[Annotated coordinate listing]
((
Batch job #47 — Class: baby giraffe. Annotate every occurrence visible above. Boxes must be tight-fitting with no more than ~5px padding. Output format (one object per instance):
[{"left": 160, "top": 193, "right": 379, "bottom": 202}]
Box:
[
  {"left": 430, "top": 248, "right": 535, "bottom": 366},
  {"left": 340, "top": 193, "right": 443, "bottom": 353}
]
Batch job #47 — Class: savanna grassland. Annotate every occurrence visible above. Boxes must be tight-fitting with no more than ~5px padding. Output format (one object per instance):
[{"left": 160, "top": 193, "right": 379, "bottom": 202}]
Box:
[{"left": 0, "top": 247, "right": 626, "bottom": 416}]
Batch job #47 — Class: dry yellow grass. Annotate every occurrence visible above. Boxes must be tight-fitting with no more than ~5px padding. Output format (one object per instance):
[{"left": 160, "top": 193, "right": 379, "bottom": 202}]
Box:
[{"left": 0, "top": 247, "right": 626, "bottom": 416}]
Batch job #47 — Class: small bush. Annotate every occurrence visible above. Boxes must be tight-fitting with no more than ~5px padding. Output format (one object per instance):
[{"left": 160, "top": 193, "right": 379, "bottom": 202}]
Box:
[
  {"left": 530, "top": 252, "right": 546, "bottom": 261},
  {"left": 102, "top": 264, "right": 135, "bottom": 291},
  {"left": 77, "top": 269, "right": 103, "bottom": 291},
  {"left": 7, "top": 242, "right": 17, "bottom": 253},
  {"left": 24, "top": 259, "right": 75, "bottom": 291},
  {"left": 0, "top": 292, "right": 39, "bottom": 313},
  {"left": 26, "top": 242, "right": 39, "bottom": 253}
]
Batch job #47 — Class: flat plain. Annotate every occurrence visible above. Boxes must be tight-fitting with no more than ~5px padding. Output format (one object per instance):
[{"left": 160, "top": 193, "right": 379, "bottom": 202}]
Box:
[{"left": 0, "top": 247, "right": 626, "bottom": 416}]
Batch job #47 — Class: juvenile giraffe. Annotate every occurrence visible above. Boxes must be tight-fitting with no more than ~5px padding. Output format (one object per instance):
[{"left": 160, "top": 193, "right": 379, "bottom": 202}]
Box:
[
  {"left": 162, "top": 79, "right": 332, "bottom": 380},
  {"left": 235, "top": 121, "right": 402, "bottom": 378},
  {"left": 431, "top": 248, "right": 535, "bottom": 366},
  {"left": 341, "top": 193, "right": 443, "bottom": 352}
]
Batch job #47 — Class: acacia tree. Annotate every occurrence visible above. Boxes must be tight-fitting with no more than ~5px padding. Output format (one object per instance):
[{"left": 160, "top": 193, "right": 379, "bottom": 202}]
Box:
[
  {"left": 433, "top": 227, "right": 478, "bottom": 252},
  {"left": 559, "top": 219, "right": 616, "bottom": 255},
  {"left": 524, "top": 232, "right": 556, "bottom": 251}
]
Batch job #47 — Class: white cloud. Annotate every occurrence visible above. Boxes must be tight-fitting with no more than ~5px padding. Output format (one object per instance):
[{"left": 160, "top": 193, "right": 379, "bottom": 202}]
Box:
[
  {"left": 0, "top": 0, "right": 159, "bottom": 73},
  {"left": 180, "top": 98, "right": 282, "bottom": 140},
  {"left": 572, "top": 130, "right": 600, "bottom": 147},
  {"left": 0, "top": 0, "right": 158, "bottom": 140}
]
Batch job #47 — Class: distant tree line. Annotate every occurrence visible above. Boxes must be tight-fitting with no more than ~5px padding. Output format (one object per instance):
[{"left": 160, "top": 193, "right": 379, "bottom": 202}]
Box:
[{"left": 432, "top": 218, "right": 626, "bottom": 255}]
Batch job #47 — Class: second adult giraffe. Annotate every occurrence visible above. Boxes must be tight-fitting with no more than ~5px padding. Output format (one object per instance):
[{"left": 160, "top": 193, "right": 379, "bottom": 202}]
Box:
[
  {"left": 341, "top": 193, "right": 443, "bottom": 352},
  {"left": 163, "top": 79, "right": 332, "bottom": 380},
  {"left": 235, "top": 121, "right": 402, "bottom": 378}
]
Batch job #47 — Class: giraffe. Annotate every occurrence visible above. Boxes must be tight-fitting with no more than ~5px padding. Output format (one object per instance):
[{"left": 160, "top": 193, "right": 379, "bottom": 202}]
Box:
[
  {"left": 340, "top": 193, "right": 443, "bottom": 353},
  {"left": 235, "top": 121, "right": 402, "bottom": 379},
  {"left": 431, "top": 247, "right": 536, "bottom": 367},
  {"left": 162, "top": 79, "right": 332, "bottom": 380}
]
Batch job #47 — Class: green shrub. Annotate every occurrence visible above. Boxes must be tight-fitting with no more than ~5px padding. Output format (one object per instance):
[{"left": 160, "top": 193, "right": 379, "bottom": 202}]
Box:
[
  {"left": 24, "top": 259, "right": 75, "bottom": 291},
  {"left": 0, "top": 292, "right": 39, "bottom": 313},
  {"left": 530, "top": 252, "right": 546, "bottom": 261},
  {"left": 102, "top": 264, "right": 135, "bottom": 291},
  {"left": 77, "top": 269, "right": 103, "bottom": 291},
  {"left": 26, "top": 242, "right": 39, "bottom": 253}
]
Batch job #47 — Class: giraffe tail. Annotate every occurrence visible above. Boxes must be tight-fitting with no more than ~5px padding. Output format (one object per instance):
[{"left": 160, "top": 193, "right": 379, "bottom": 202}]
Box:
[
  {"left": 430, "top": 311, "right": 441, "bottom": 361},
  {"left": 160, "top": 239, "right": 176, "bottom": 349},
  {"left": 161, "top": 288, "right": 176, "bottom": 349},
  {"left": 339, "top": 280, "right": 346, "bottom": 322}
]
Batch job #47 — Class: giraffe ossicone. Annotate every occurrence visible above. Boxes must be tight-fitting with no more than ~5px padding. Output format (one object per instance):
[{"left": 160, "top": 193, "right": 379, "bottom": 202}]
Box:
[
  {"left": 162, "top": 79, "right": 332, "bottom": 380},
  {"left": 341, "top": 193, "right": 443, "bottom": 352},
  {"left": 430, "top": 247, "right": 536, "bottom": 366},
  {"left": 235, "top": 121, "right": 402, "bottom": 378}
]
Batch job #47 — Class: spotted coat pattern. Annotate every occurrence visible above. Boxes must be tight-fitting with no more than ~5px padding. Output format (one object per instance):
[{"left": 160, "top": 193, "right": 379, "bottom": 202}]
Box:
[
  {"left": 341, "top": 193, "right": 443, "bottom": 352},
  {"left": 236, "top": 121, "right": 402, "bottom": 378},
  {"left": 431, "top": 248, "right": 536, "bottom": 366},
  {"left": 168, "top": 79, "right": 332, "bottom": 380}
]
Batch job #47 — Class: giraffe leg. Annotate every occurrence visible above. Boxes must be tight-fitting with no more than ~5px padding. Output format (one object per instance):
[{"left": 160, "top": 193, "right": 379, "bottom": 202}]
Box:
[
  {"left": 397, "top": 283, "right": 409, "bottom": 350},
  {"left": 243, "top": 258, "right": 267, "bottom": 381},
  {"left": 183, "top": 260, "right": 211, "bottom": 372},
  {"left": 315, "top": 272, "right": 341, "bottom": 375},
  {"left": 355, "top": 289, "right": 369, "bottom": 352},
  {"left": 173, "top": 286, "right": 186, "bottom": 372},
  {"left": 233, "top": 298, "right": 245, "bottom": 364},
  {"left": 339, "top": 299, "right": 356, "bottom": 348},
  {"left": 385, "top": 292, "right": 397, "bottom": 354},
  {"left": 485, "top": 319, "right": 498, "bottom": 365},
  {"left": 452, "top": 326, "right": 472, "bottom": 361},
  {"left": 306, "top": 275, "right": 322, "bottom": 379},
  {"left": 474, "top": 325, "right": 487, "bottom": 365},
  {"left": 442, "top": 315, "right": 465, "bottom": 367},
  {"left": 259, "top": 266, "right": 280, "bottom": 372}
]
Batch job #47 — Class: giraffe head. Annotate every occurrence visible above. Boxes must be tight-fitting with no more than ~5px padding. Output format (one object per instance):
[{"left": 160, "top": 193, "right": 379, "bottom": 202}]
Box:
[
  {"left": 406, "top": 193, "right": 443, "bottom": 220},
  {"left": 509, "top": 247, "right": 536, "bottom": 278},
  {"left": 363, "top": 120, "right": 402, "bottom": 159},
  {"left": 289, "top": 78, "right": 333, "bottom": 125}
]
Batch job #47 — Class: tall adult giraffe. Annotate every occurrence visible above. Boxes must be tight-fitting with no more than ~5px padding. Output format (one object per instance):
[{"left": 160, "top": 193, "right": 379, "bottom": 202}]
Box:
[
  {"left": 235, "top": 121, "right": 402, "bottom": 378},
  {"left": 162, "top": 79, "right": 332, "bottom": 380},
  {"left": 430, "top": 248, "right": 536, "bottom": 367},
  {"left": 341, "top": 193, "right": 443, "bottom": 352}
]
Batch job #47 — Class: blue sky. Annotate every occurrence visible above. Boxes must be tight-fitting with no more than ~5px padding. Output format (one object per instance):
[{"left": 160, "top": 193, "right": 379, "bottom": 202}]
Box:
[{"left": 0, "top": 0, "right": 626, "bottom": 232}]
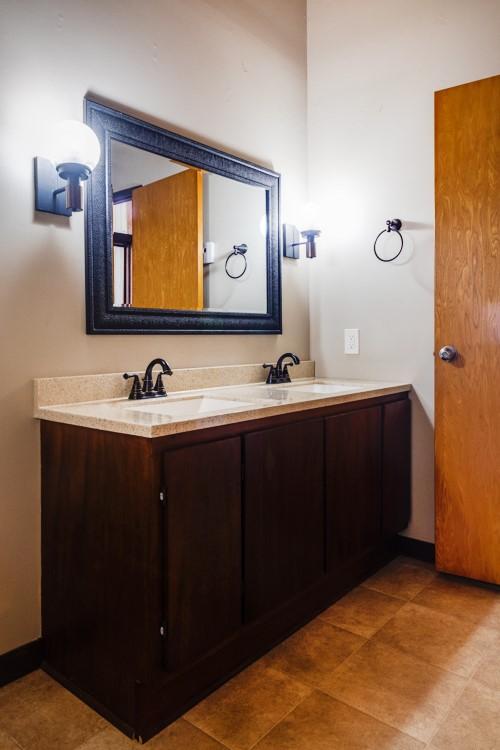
))
> INSTRUCTION:
Pull out every line of the listing above that contains the string "tree", matching case exactly.

> OUTPUT FOR THIS TASK:
Batch job #47 — Class: acacia tree. Annotate every occurrence visible above. Boxes must be tight-fitting with no more than ~5px padding. Output format (one object per instance):
Batch job #47 — Class: distant tree line. Annotate every occurrence visible above. Boxes must be tight-fitting with no more than ~5px padding. Output format (one object per instance):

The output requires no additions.